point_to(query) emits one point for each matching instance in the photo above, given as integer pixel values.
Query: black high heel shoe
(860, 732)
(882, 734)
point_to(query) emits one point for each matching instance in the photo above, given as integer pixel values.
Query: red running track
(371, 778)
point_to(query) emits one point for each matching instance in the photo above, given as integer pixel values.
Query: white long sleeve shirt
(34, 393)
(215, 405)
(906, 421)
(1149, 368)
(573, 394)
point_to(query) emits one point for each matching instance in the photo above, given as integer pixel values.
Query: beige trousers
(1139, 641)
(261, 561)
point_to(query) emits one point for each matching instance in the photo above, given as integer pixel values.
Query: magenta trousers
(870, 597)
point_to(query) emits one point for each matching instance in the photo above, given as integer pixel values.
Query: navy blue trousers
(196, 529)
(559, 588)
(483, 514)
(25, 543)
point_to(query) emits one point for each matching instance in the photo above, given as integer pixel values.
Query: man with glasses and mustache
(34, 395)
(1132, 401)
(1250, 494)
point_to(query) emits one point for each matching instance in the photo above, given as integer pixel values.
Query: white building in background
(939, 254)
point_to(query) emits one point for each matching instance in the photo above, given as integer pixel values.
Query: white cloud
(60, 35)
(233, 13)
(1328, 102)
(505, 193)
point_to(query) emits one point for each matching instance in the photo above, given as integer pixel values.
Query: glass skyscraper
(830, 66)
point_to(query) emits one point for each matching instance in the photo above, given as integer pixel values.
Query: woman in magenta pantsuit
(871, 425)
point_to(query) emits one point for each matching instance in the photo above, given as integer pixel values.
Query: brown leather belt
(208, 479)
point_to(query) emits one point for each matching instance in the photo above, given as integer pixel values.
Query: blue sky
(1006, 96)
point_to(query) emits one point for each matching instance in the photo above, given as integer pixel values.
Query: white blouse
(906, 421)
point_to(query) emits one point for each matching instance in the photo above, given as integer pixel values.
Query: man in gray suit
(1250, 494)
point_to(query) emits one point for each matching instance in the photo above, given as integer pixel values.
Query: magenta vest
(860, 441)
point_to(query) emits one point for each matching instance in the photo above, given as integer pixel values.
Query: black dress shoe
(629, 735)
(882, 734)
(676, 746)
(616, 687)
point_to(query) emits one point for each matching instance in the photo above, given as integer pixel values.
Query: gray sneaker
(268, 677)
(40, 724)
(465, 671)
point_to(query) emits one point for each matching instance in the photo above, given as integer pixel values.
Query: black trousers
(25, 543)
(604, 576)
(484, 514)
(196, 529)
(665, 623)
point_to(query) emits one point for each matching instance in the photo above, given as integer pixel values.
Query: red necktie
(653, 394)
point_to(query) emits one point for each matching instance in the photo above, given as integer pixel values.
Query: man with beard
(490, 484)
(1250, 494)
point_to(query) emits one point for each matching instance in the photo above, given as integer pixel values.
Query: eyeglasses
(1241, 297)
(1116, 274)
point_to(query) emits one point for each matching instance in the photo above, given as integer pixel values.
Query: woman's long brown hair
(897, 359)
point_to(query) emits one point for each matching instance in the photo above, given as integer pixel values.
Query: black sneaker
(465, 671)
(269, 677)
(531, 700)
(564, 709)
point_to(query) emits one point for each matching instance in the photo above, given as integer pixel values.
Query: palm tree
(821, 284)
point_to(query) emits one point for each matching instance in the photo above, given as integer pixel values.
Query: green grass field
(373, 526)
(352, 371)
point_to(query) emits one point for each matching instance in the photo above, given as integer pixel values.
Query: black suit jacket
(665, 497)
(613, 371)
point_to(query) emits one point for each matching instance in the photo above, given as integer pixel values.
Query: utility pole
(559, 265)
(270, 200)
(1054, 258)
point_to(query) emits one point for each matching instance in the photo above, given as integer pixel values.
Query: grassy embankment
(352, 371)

################

_Task instructions_: Find each line in the records that contains the word "trousers", and copy those lines.

_Exercise solution_:
Query: beige trousers
Query: magenta trousers
Query: navy blue trousers
Query: black trousers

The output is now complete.